WORK TASK
Say how many lines in the data below contain the word "black", and give no other text.

····················

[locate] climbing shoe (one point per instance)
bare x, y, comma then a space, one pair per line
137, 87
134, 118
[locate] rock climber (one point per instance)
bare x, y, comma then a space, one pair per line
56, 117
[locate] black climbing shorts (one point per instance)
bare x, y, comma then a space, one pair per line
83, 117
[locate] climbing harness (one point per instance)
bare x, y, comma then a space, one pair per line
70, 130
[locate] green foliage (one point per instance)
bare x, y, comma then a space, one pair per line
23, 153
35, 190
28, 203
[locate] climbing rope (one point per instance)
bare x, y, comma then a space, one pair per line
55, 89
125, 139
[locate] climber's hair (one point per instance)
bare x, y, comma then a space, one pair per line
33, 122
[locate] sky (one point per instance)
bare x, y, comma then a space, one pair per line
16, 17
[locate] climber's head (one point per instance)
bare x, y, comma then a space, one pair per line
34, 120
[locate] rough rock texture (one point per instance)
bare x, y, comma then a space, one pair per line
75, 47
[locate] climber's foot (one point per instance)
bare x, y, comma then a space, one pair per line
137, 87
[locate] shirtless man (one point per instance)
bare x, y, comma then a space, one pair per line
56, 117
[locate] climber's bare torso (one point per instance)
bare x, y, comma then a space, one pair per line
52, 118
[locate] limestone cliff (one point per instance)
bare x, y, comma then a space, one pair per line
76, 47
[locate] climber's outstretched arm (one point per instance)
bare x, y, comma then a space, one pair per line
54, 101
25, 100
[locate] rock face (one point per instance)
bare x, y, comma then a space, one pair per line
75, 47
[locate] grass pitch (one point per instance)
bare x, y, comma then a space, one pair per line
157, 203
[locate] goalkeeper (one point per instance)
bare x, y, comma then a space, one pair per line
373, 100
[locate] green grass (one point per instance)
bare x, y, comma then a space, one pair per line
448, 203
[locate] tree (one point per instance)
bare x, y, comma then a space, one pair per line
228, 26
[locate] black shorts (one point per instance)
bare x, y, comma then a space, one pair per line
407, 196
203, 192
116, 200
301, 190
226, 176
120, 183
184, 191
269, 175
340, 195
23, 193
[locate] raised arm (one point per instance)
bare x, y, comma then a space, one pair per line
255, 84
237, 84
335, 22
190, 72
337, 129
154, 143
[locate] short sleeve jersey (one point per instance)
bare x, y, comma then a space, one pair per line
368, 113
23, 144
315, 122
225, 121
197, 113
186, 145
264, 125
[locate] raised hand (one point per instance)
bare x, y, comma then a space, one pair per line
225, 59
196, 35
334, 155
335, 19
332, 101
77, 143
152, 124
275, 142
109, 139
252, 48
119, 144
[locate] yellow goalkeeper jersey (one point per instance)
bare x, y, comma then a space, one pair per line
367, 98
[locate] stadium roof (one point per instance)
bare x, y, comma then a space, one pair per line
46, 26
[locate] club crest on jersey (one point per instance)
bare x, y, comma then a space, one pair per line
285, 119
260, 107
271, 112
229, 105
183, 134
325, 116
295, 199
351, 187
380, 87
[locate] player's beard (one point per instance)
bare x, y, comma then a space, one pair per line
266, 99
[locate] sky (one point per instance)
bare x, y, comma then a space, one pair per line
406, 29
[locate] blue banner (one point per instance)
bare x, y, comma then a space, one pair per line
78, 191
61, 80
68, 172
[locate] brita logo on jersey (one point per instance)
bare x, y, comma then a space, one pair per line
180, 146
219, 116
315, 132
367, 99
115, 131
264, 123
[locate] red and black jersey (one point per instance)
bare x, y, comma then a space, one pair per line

····················

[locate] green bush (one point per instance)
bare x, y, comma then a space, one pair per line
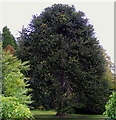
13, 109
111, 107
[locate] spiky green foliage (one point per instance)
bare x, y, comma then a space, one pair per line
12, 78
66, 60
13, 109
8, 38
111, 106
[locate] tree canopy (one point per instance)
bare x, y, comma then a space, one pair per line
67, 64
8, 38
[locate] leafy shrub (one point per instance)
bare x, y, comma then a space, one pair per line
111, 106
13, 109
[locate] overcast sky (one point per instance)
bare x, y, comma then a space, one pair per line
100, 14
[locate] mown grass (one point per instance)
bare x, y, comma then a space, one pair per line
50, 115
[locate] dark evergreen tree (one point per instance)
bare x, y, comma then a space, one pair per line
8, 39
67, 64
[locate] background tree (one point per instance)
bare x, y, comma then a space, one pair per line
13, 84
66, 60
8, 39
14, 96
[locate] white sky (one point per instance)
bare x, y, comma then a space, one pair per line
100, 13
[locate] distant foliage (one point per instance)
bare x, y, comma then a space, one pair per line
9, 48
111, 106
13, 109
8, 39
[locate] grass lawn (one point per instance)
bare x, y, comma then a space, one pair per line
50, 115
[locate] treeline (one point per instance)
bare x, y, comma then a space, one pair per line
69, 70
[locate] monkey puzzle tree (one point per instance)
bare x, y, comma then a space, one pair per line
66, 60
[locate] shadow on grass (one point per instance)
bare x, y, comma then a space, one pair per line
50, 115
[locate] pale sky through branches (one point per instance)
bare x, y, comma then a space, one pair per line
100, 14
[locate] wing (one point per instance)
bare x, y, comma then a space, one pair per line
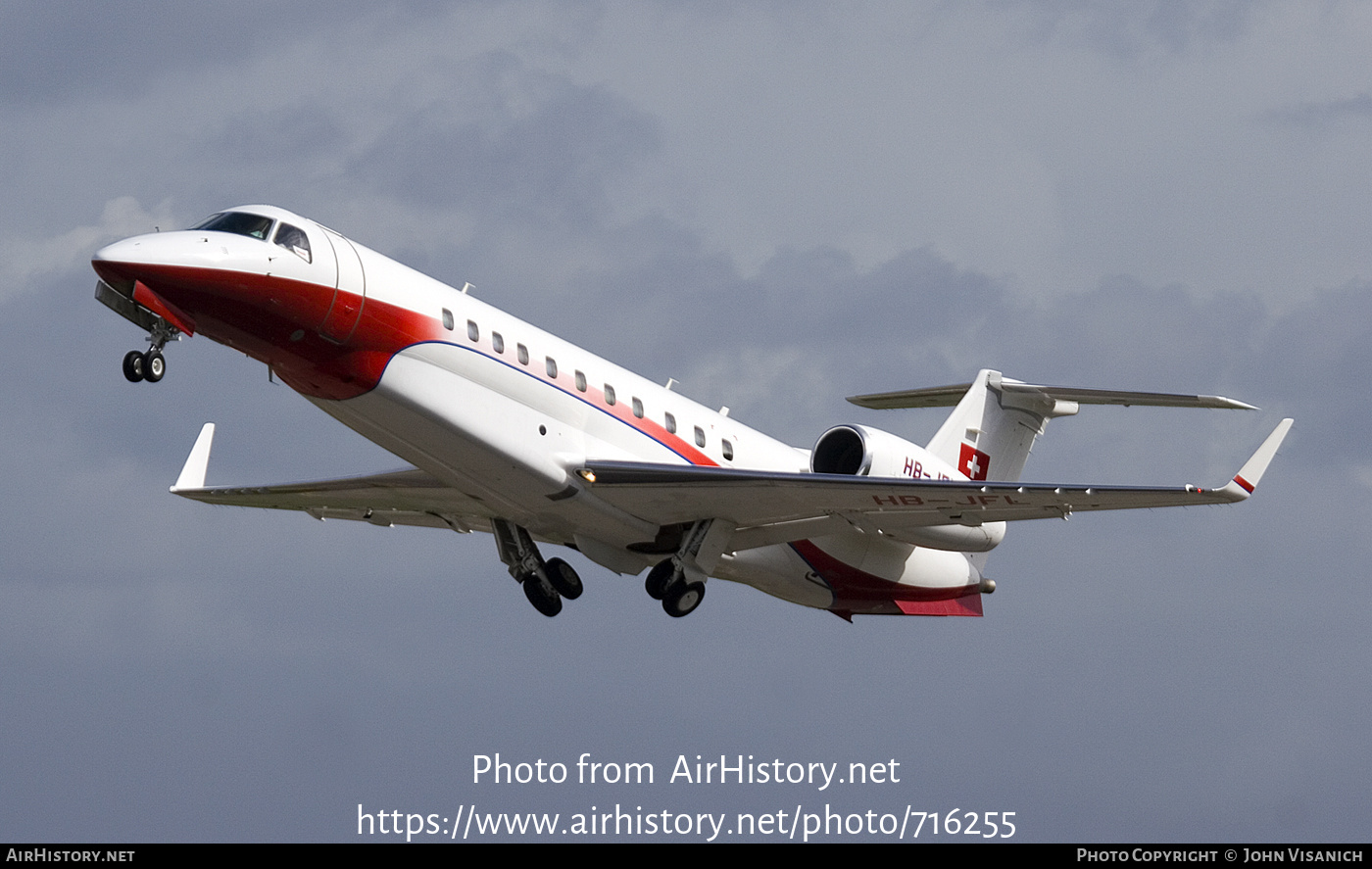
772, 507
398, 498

····················

RESULT OF THE TASK
3